WHAT THIS TASK INVOLVES =
Reproduce the full listing without a single change.

== Segment start ==

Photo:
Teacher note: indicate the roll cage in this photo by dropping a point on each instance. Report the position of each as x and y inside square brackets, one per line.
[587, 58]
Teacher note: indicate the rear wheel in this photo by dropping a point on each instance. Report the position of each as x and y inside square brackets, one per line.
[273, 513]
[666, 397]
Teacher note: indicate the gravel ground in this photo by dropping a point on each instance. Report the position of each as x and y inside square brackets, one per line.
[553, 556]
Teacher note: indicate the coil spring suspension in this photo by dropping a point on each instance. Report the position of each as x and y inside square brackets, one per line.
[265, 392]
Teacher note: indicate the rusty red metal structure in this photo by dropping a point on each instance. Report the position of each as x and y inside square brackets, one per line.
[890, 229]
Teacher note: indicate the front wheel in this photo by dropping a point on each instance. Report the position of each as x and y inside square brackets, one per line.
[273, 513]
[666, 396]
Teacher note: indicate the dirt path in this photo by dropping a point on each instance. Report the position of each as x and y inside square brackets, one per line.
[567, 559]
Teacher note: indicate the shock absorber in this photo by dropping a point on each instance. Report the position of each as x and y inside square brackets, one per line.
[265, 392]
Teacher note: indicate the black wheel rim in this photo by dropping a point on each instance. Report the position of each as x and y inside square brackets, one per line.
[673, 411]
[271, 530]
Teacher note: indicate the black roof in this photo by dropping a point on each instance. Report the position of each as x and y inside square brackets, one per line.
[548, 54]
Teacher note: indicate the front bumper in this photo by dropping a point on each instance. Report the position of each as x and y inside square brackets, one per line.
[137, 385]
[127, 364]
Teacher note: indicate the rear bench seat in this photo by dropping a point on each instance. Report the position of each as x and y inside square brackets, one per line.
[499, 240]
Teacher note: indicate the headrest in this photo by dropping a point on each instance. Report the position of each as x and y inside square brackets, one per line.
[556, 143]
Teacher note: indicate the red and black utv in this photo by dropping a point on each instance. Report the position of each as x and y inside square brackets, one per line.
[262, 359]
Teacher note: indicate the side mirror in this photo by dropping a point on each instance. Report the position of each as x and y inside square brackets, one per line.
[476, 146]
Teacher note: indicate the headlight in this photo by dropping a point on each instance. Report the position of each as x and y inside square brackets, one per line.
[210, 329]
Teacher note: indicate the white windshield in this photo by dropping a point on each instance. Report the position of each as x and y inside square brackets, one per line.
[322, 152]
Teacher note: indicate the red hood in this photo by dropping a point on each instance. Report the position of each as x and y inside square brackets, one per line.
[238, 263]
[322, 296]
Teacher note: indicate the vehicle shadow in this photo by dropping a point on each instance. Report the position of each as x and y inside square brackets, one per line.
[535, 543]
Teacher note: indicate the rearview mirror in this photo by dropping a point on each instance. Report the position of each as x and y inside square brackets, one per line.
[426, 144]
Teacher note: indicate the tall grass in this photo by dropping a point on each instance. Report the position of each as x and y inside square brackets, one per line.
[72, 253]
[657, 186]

== Segment end ==

EXERCISE ANSWER =
Photo:
Teacher note: indicate the roll cage in this photo by dropping a point on each instance. Report the position of each as x and y inside square brackets, one per line.
[587, 58]
Teacher note: indicate the rear wheel in this photo by dropping a point on each instance. Report the position of each as x and y inside square brackets, one per line.
[273, 513]
[666, 397]
Teacher note: indicate the gravel ground in this photo by dropping a point on each instance. Report the position of each as x and y inside square brackets, one per line.
[553, 556]
Teacher note: indicate the coil spring suspension in this photo by dropping a point on each instance. Report the position of each as x and y inside square brackets, one per line.
[265, 392]
Teacher note: indicate the rusty red metal structure in this photo by dropping a point on each instance. Report the position of each as x and y inside square brackets, one per line.
[890, 229]
Teacher note: indicate the front wheel in this photo by dropping a point on each instance. Report the position of each as x and y inside square brackets, one per line.
[273, 513]
[666, 396]
Teacher note: indicate the dirt path in this photo by dropping a point on each instance. Report the position of each as x and y inside square brackets, one per line.
[567, 559]
Teacher note: indicate the shock absorber in this photo by dropping a point on each instance. Report the position of each as x and y inside square brackets, one per line.
[265, 392]
Teacher note: indicate the black wheel rim in this photo by dropping a point on each instance. Report the position of each as x and y inside square brackets, one per line.
[673, 411]
[271, 530]
Teacher note: indicate the black roof in this photo by dropping a point on each instance. Report the position of each as x and y inside square brackets, one per line.
[548, 54]
Teacher note: indicate the front bumper in this photo by dropping a point on each instance. Report the position of each as x and y inside square brackets, one per line.
[137, 385]
[127, 364]
Teacher note: indicate the rear bench seat in this photo by dropping a point on each instance. Report the position of each as x and y inside square brackets, one per line.
[499, 240]
Teacher note: indicate the headrest in this photo by dropping a point on each instance. Report the position of each as x and y inside square brackets, one per line.
[556, 143]
Teacher note: indicate the red and black utv in this photo by dropping a point on each instance. Report the position of each as x and y inside square brackets, one per line.
[262, 359]
Teacher note: indicate the side mirror in this photo by dropping a point on each instance. Report the position of each as x and y inside square brackets, one per line.
[476, 146]
Teacher note: indicate the headlight in this photo by dropping a point on each instance. Report the position of each as x and y inside square brackets, one per line.
[210, 329]
Teacher note: indicate the white windshield in this photo by dropping a point on each instance. Report the position of each as x and y inside square brackets, one per line.
[322, 152]
Teacher note: indicate the red hood in this photo by dropping a point on each instance. Report the position of each as x and y inside square brackets, one per line.
[238, 263]
[322, 296]
Teacher note: indicate the vehicle shadow in this photo by dropping a point on each instance. Report the position of each as x and y inside square brackets, one per line.
[535, 543]
Teacher note: indicate the rearview mirror in this photo by dropping a point on each instance. Report the position of each as x and y inside square brackets, one per line.
[426, 144]
Teacher note: indicate the tall grass in this photo by dropping a point on each instance. Report the position of each as x and y inside square brackets, one per line.
[72, 253]
[657, 186]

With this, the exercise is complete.